▶ **Source**
Scotch Tension: The Brake Band Slows The Bobbin

Scotch tension uses one drive band connecting the drive wheel to the flyer whorl. The flyer rotates at speed determined by the drive wheel and whorl ratio - treadle faster and the flyer spins faster, use smaller whorl and the flyer spins faster. This part is straightforward.

The bobbin sits on the flyer shaft, rotating independently. A separate brake band wraps around the bobbin (or around a small whorl attached to the bobbin), creating friction that slows bobbin rotation. The flyer spins freely. The bobbin tries to spin with it but the brake band resists, creating that speed difference.

Adjust the brake band tension and you change how much the bobbin is slowed. Tighter brake = more resistance = bobbin rotates slower relative to flyer = more take-up = yarn winds on faster. Looser brake = less resistance = bobbin rotates closer to flyer speed = less take-up = yarn winds on slower or not at all.

The tension knob (usually a knob or screw with a spring) controls brake band tightness. Turn the knob one direction and it pulls the brake band tighter. Turn it the other direction and it releases tension. The spring maintains consistent pressure once you set it - important because you don't want the brake tension changing while you're spinning.

Here's where brains get confused: "increase tension" and "increase take-up" sound like they should both mean turning the knob the same direction. But on some wheels, loosening the tension knob (reducing spring pressure) actually increases take-up because it allows the brake band to grip more firmly. The spring isn't tightening the brake - it's pulling the brake slightly away from the bobbin. Less spring pull = more brake contact = more resistance.

Test this by spinning without any brake band attached. The bobbin rotates at nearly the same speed as the flyer - minimal take-up. Add brake band, no tension: moderate take-up as the band's weight creates friction. Add spring tension pulling the band away: reduced take-up because you're lifting the band off the bobbin slightly.

▶ **The exercise**
In the scotch tension text, what does the spring on the tension knob do once you set it?

▶ **Dataset records**
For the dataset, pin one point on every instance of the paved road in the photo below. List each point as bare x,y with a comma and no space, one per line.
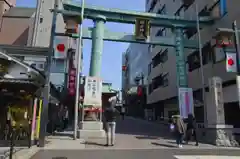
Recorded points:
131,154
137,139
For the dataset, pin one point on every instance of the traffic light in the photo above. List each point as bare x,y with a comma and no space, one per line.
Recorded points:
231,62
142,29
72,81
124,68
72,24
60,47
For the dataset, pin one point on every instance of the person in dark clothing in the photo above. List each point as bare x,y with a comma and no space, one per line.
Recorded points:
122,112
110,115
191,129
179,129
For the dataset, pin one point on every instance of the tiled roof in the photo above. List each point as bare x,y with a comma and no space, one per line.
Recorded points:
23,12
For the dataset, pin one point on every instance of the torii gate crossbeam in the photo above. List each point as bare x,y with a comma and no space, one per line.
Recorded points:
101,15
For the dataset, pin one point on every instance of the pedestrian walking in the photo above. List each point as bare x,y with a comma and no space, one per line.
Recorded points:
110,114
179,130
65,118
191,129
122,112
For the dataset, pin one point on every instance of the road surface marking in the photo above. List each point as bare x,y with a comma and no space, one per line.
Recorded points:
206,157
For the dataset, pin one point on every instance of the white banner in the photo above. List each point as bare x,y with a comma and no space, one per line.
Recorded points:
93,92
185,97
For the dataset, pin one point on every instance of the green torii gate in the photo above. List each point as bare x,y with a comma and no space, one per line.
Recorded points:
98,33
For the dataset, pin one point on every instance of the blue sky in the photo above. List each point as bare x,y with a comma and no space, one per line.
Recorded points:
112,52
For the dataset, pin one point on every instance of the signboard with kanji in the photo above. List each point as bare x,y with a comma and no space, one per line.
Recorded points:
142,29
93,92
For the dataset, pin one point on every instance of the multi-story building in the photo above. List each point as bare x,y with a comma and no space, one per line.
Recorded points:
134,77
163,89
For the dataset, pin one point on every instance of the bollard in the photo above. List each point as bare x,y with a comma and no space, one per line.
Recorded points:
13,124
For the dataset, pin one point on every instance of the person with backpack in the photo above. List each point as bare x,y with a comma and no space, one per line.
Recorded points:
191,129
179,130
110,114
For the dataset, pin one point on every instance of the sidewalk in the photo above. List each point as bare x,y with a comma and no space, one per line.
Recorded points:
59,141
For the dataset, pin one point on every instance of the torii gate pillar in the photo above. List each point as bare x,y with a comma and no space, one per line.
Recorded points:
97,46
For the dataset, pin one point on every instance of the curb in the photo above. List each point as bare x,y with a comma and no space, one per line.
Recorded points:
146,121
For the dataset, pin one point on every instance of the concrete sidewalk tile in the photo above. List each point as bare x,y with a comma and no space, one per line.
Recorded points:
26,153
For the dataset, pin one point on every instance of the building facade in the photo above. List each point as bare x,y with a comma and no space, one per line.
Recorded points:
134,78
162,82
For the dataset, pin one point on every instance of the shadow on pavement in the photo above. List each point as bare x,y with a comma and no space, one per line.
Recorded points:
142,129
147,137
164,145
93,143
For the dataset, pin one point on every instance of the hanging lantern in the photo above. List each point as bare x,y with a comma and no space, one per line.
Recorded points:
139,91
124,68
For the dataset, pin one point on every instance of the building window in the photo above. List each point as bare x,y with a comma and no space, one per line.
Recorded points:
150,88
41,20
41,66
164,56
149,68
33,65
152,5
190,32
204,12
160,81
162,10
161,57
165,81
157,82
161,32
194,59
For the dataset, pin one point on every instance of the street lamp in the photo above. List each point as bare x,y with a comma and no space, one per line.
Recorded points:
235,32
79,51
201,68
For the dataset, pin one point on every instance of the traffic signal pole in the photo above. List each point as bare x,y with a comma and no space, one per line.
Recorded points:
46,89
79,59
235,32
237,47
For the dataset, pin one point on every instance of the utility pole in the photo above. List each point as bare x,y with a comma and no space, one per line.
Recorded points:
79,59
46,90
235,33
201,69
237,47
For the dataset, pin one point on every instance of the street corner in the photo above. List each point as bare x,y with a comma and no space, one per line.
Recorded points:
65,144
205,157
25,153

▶ **Output for this exercise**
It keeps the pressure consistent, so the brake tension doesn't change while you're spinning.